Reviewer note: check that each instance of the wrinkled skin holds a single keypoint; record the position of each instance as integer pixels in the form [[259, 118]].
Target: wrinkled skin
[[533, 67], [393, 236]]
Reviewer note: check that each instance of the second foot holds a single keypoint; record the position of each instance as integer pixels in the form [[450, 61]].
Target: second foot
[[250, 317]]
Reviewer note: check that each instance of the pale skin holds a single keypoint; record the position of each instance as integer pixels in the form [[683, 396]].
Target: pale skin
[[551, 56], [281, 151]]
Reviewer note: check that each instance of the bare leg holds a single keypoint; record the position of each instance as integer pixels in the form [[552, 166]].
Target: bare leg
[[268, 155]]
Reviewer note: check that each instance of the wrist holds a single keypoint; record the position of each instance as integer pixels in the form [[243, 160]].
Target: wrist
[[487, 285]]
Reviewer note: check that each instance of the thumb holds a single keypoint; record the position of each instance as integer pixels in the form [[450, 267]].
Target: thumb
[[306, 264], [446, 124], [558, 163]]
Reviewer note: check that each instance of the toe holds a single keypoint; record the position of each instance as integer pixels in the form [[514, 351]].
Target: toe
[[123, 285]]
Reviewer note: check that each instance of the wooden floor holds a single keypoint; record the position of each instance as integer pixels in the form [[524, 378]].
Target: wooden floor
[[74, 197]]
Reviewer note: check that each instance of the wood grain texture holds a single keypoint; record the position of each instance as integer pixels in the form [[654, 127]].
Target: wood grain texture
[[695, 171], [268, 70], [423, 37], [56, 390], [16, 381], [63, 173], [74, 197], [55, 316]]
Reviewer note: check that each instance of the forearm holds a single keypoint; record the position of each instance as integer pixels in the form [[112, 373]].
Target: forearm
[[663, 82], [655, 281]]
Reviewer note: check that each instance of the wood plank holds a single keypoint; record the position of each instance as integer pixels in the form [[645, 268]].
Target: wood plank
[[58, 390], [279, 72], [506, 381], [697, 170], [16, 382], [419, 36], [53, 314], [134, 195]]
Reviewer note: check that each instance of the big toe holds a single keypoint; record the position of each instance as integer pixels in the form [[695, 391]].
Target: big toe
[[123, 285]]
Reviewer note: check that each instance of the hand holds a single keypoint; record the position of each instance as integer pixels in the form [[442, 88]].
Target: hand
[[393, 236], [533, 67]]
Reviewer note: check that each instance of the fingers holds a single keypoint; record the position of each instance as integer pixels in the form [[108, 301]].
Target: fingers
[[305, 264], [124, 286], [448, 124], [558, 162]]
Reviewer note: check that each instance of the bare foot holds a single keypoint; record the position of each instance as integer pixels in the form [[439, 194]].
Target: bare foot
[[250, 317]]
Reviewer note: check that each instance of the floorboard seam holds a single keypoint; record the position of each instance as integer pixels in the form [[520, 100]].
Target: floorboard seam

EXERCISE DIRECTIONS:
Return the material above in full, exactly as written.

ANSWER SPACE:
Reviewer note: check that each instance of the wrinkled skin holds a single keypoint; record the position of each instance as integer pixels in the form [[259, 118]].
Target: wrinkled skin
[[533, 67], [393, 236]]
Reviewer note: check that each instance of the second foot holds a single keypoint; record the position of each instance as integer pixels in the form [[450, 61]].
Target: second foot
[[250, 317]]
Reviewer note: check that each instance of the pale skin holds a single keypoint; record the position of each instance as integer pixels in the form [[683, 396]].
Target: pale skin
[[551, 56], [281, 151]]
Reviewer note: check that each instance of the bare leg holds a single keypoint; record the position of each instance as integer pixels in the form [[552, 166]].
Target: bare leg
[[268, 155]]
Reviewer note: check that each instance of the wrist holds a single keypoint; record the position of each instance as integer pixels in the form [[243, 160]].
Target: wrist
[[487, 285]]
Reviewer note: check that each instance of the thumb holds a single keypoint; record the position of each instance as integer pixels in the form [[450, 267]].
Target: thumb
[[306, 264], [446, 124], [558, 163]]
Reviewer note: check that each instance of the toe holds a single keypoint; record the position of each instance as integer pixels in the form [[514, 351]].
Target: toe
[[123, 285]]
Reviewer note: check that each instance of the wooden floor holds a single keypoint; record the position of each instance as integer pixels in the form [[524, 378]].
Target: wooden floor
[[74, 197]]
Reviewer note: check that each instance of the wood grain texture holds a single keypoint; record the position of each instance as integer pixels in the form [[654, 127]].
Target: wood grain texture
[[695, 171], [268, 70], [423, 37], [56, 390], [16, 381], [63, 173], [74, 197], [55, 316]]
Reviewer note: check that each instance of the forearm holds a single keypoint; record the position of each instance as integer pixels in the form [[112, 373]].
Target: forearm
[[663, 82], [655, 281]]
Reviewer note: check that each instance of the wood plank holds a single keypoint; record the position of each instance as integer pixels in the form [[645, 268]].
Target: wood plank
[[58, 390], [279, 72], [506, 381], [697, 170], [16, 382], [419, 36], [53, 314], [134, 195]]
Reviewer note: check that each instance of the big toe holds a single keypoint; record the position of each instance as integer pixels in the form [[695, 391]].
Target: big toe
[[123, 285]]
Reviewer note: check that each instance of the hand holds a single keypoint; record the position of each instance as integer pixels in the form [[442, 88]].
Target: hand
[[393, 236], [533, 67]]
Reviewer note: check that each instance of the fingers holds a single keypoint; record the position of each instance as integer pixels in the form [[108, 301]].
Target: fingers
[[305, 264], [124, 286], [448, 124], [558, 162]]
Reviewer note: check that each instance of the bare foot holds a single keypoint; record the position of each instance as integer pixels in the form [[439, 194]].
Target: bare foot
[[250, 317]]
Reviewer note: check that each instance of the floorboard seam holds a single keypoint; record the position of each instance as integer pixels in the form [[520, 100]].
Target: floorboard seam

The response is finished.